(Stored dataset items)
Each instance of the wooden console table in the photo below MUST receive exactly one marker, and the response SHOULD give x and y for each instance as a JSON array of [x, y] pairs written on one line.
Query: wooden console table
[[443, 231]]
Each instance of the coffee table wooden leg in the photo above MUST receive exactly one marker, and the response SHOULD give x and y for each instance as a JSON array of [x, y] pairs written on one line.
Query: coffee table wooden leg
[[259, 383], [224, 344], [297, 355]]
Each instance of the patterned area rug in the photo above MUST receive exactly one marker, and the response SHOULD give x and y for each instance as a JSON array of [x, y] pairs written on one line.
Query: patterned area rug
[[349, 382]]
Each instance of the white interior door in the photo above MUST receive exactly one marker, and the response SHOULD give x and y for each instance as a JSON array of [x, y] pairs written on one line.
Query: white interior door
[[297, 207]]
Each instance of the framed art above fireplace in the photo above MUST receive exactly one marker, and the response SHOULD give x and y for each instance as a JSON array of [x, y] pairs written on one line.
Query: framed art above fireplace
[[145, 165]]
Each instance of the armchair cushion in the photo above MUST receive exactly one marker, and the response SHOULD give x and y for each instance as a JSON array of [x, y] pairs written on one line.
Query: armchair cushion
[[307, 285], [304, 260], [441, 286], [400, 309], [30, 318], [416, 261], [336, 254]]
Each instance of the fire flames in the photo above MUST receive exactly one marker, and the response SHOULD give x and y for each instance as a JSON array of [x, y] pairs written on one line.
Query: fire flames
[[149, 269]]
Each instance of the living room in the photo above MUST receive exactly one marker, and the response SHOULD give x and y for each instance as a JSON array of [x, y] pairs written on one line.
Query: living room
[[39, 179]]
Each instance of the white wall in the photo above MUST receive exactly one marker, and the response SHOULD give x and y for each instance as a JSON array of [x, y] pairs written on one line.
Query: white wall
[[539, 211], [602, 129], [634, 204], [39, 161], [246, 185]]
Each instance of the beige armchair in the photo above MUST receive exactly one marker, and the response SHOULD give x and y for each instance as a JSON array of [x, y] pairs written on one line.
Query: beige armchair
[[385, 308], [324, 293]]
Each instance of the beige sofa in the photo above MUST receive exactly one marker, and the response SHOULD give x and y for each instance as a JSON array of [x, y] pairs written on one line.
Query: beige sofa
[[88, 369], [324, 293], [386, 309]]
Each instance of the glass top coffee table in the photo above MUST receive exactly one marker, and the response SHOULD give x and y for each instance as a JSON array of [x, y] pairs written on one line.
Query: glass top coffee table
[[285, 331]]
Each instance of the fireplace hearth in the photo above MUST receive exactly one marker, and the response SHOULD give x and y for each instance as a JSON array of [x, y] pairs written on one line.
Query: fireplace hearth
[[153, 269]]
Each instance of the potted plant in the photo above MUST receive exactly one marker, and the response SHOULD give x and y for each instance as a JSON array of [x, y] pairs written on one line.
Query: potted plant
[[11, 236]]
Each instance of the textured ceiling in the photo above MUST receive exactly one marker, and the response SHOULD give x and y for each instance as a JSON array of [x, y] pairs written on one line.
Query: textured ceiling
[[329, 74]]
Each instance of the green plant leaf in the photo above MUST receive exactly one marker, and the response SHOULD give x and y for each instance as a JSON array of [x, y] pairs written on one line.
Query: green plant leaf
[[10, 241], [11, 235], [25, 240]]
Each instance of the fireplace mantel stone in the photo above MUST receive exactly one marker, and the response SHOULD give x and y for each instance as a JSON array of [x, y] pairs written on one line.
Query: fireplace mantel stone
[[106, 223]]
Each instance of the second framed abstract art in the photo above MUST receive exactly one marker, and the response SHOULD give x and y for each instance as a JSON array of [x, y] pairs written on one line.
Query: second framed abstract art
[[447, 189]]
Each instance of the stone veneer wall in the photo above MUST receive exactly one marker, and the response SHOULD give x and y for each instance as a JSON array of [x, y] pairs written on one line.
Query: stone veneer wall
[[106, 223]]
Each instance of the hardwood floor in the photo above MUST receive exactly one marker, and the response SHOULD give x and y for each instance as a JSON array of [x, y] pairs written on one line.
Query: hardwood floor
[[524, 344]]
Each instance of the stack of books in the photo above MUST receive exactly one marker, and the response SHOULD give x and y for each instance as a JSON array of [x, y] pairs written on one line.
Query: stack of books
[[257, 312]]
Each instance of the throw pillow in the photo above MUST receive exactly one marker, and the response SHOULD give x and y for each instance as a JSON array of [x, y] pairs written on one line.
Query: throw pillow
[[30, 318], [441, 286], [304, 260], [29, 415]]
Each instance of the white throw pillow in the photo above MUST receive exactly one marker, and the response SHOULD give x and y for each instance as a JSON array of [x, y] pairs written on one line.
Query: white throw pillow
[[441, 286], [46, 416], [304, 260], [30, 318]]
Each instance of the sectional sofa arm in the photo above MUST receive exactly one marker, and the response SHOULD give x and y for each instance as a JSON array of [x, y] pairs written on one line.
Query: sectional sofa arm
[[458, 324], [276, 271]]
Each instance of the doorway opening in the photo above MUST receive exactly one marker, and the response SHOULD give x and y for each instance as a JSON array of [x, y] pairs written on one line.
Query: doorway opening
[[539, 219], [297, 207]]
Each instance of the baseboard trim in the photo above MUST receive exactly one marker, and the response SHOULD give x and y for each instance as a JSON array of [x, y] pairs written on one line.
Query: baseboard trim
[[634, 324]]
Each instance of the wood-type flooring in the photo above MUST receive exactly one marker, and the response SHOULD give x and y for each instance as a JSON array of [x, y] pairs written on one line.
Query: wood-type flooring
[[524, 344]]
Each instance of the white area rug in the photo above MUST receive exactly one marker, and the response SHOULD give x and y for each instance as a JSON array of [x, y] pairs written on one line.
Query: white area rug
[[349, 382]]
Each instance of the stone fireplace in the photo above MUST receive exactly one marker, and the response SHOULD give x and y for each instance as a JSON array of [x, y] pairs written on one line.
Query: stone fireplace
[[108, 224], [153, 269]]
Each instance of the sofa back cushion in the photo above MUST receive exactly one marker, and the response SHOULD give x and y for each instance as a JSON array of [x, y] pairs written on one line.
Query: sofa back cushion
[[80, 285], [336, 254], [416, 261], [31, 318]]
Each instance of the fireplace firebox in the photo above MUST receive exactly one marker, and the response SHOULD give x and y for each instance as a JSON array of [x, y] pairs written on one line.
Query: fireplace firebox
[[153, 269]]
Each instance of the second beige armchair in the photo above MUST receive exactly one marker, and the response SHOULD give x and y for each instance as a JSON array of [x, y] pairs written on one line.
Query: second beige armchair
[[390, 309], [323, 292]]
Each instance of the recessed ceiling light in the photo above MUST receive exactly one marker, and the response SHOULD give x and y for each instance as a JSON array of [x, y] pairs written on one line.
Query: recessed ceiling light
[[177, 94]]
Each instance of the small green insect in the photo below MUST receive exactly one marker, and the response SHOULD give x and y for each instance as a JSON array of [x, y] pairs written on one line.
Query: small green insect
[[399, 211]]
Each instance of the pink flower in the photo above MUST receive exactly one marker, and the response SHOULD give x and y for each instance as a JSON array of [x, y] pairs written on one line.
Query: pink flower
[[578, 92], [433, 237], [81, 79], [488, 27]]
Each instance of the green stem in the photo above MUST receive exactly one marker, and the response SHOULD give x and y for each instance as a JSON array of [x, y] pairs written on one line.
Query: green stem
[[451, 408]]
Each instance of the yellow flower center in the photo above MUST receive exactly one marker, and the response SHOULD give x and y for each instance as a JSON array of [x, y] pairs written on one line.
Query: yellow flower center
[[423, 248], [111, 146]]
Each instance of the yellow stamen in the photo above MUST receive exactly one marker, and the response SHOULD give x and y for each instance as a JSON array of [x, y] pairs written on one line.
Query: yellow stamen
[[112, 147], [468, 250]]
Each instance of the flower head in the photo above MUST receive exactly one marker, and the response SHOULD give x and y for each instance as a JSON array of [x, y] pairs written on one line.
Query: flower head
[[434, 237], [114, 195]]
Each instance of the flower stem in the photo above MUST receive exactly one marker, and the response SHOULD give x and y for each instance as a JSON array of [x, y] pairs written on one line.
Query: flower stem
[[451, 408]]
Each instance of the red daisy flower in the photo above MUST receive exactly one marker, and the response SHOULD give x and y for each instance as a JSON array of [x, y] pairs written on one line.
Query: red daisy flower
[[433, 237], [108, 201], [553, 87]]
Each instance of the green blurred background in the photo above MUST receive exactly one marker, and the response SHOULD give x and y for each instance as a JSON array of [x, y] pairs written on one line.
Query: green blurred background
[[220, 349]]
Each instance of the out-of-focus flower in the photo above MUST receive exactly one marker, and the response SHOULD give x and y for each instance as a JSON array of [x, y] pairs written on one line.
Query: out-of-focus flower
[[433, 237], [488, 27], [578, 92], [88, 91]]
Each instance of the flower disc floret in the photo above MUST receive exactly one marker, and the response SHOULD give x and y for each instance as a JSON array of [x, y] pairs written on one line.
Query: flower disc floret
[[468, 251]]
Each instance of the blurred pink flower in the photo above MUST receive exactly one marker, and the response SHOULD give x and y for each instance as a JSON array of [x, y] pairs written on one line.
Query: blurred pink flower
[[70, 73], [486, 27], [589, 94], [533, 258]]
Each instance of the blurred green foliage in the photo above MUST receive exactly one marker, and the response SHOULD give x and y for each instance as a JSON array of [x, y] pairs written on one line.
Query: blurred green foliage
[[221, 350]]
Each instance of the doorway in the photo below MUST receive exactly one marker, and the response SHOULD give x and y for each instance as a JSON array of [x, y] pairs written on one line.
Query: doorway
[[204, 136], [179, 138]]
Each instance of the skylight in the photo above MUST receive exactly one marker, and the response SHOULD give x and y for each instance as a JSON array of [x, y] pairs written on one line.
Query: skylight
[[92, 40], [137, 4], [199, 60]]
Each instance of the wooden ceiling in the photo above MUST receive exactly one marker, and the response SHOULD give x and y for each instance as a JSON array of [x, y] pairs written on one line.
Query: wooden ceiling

Assignment. From the records, copy every line that has the string "below" in it.

Your response.
Each instance of the wooden console table in the photo below MUST receive exactly one marker, and the response SHOULD give x and y for each instance as a JSON array of [x, y] pairs written on one line.
Each instance of the small green insect in the photo below MUST receive exactly one marker, and the response SHOULD give x and y for each instance as a JSON array of [x, y] pairs written on one line.
Each instance of the doorway in the photo below MUST receive exactly one marker, and the response SHOULD give x and y for each instance as a JSON array of [x, y] pairs written on one line.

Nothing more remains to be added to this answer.